DOCUMENT PASSAGE -
┄┄┄┄┄┄┄┄┄┄┄┄┄┄┄┄┄┄┄┄

This project focuses on data cleaning, handling null values, encoding categorical features, and feature scaling using the Titanic dataset.
The preprocessing ensures the dataset is ready for applying Machine Learning models.
- Source: Titanic dataset (Kaggle)
- Rows: 891
- Columns: 12
(PassengerId, Survived, Pclass, Name, Sex, Age, SibSp, Parch, Ticket, Fare, Cabin, Embarked)
- Age: Missing values filled with the median.
- Cabin: Dropped (too many missing entries).
- Embarked: Missing values filled with the mode.
- Sex: Encoded (0 = female, 1 = male).
- Embarked: Encoded using label encoding.
- Removed PassengerId, Name, Ticket (not useful for prediction).
- Applied StandardScaler to numerical features to normalize data.
- Columns:
Pclass, Sex, Age, SibSp, Parch, Fare, Embarked, Survived - Cleaned and ready for ML model training.

┄┄┄┄┄┄┄┄┄┄┄┄┄┄┄┄┄┄┄┄

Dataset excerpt
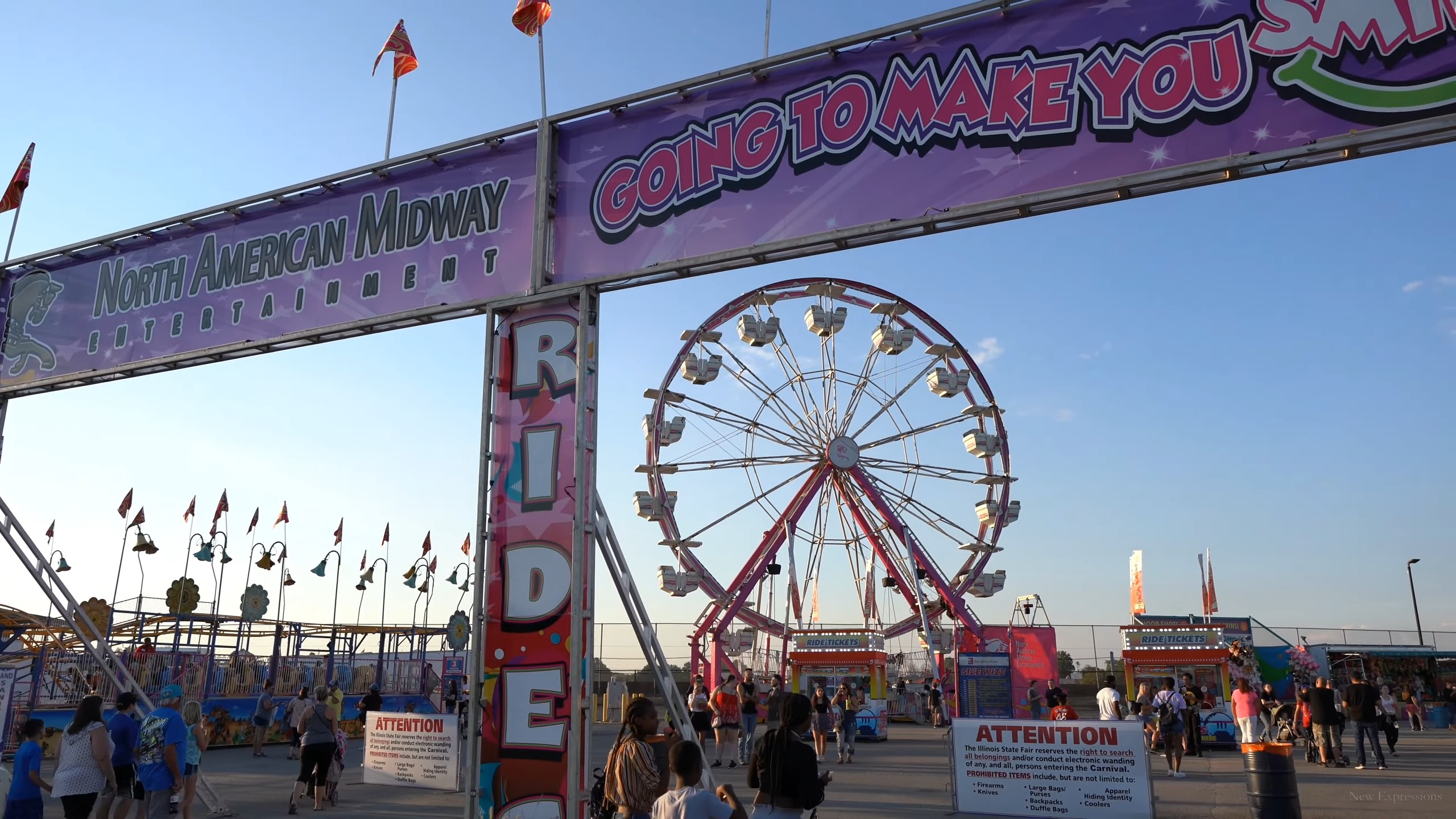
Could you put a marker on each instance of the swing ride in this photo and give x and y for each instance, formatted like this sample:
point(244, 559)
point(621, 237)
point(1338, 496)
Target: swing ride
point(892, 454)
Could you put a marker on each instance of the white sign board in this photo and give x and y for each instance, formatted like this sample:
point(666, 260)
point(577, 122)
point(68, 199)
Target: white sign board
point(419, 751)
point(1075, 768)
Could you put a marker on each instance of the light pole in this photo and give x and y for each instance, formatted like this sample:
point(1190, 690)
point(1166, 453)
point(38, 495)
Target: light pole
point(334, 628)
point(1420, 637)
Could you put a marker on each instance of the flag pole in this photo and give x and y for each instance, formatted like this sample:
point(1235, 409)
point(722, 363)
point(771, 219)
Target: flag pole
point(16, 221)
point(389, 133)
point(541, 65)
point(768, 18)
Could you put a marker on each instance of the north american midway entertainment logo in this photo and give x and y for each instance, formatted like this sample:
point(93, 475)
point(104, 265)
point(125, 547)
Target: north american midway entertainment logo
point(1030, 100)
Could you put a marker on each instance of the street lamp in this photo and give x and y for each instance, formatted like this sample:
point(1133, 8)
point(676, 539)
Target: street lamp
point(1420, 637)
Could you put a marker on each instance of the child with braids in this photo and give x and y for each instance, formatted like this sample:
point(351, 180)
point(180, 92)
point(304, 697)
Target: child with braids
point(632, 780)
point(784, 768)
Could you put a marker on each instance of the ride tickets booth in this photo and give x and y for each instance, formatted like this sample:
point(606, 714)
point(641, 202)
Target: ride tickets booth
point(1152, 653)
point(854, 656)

┄┄┄┄┄┄┄┄┄┄┄┄┄┄┄┄┄┄┄┄

EXERCISE BRIEF - In the Titanic preprocessing description, how were the missing values in the Age column handled?

EXERCISE SOLUTION - They were filled with the median.